Top of Materials provided
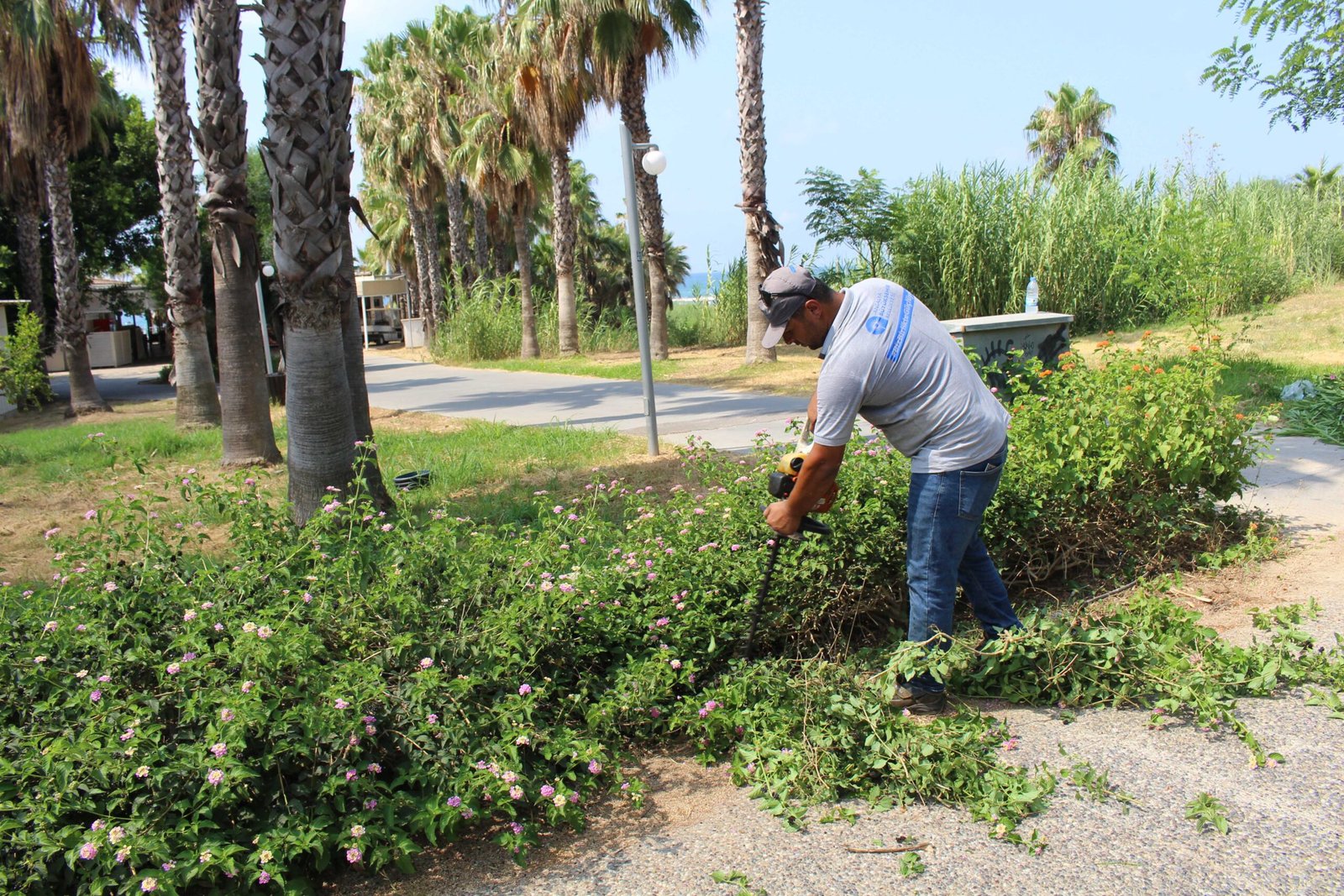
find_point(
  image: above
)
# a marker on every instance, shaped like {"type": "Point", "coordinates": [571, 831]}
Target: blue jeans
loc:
{"type": "Point", "coordinates": [944, 550]}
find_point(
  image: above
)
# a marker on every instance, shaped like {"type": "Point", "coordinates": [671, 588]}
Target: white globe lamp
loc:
{"type": "Point", "coordinates": [655, 161]}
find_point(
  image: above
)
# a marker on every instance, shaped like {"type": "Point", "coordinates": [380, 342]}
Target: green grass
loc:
{"type": "Point", "coordinates": [486, 469]}
{"type": "Point", "coordinates": [492, 470]}
{"type": "Point", "coordinates": [1258, 382]}
{"type": "Point", "coordinates": [67, 453]}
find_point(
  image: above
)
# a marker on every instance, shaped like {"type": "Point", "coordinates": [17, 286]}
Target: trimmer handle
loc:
{"type": "Point", "coordinates": [808, 524]}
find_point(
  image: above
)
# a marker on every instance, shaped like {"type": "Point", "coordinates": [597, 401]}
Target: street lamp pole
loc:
{"type": "Point", "coordinates": [261, 313]}
{"type": "Point", "coordinates": [654, 163]}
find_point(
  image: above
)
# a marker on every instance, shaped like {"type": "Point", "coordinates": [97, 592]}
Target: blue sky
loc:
{"type": "Point", "coordinates": [902, 86]}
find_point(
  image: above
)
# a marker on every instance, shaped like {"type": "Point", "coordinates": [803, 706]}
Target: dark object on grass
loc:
{"type": "Point", "coordinates": [413, 479]}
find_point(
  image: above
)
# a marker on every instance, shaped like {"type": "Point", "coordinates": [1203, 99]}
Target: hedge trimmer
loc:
{"type": "Point", "coordinates": [780, 486]}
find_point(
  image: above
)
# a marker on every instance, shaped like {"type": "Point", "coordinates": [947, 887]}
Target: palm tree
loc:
{"type": "Point", "coordinates": [50, 90]}
{"type": "Point", "coordinates": [764, 250]}
{"type": "Point", "coordinates": [548, 54]}
{"type": "Point", "coordinates": [394, 134]}
{"type": "Point", "coordinates": [1073, 127]}
{"type": "Point", "coordinates": [249, 437]}
{"type": "Point", "coordinates": [20, 184]}
{"type": "Point", "coordinates": [1317, 179]}
{"type": "Point", "coordinates": [198, 401]}
{"type": "Point", "coordinates": [448, 50]}
{"type": "Point", "coordinates": [628, 35]}
{"type": "Point", "coordinates": [503, 163]}
{"type": "Point", "coordinates": [302, 149]}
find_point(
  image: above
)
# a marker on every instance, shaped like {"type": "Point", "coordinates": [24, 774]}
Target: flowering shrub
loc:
{"type": "Point", "coordinates": [335, 696]}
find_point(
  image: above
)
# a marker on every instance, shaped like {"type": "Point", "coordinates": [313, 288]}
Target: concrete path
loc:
{"type": "Point", "coordinates": [727, 419]}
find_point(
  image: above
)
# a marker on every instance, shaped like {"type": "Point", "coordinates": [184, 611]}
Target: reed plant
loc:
{"type": "Point", "coordinates": [1110, 253]}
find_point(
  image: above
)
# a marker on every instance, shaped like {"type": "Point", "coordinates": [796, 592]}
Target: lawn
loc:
{"type": "Point", "coordinates": [54, 469]}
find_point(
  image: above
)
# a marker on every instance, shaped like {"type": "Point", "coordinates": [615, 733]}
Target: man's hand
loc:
{"type": "Point", "coordinates": [781, 517]}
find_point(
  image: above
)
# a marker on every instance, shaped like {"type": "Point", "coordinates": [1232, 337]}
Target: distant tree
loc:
{"type": "Point", "coordinates": [1310, 83]}
{"type": "Point", "coordinates": [1073, 125]}
{"type": "Point", "coordinates": [857, 214]}
{"type": "Point", "coordinates": [1317, 181]}
{"type": "Point", "coordinates": [764, 251]}
{"type": "Point", "coordinates": [198, 399]}
{"type": "Point", "coordinates": [53, 90]}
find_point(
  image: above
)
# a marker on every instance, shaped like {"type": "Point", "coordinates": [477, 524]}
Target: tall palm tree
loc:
{"type": "Point", "coordinates": [394, 130]}
{"type": "Point", "coordinates": [20, 186]}
{"type": "Point", "coordinates": [302, 150]}
{"type": "Point", "coordinates": [548, 54]}
{"type": "Point", "coordinates": [628, 36]}
{"type": "Point", "coordinates": [450, 51]}
{"type": "Point", "coordinates": [353, 307]}
{"type": "Point", "coordinates": [501, 161]}
{"type": "Point", "coordinates": [1317, 179]}
{"type": "Point", "coordinates": [249, 437]}
{"type": "Point", "coordinates": [1074, 125]}
{"type": "Point", "coordinates": [764, 250]}
{"type": "Point", "coordinates": [50, 90]}
{"type": "Point", "coordinates": [198, 401]}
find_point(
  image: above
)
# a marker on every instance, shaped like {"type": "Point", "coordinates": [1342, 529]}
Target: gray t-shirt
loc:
{"type": "Point", "coordinates": [889, 359]}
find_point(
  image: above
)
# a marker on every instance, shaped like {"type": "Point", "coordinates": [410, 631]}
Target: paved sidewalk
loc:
{"type": "Point", "coordinates": [727, 419]}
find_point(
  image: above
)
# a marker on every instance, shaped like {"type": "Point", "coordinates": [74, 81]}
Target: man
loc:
{"type": "Point", "coordinates": [889, 359]}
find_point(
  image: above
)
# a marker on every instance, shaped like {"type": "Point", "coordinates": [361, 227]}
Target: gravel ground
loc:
{"type": "Point", "coordinates": [1287, 822]}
Bottom of Materials provided
Scan the lines above, and whenever one holds the string "palm", copy it.

Target: palm tree
Target: tall palm tree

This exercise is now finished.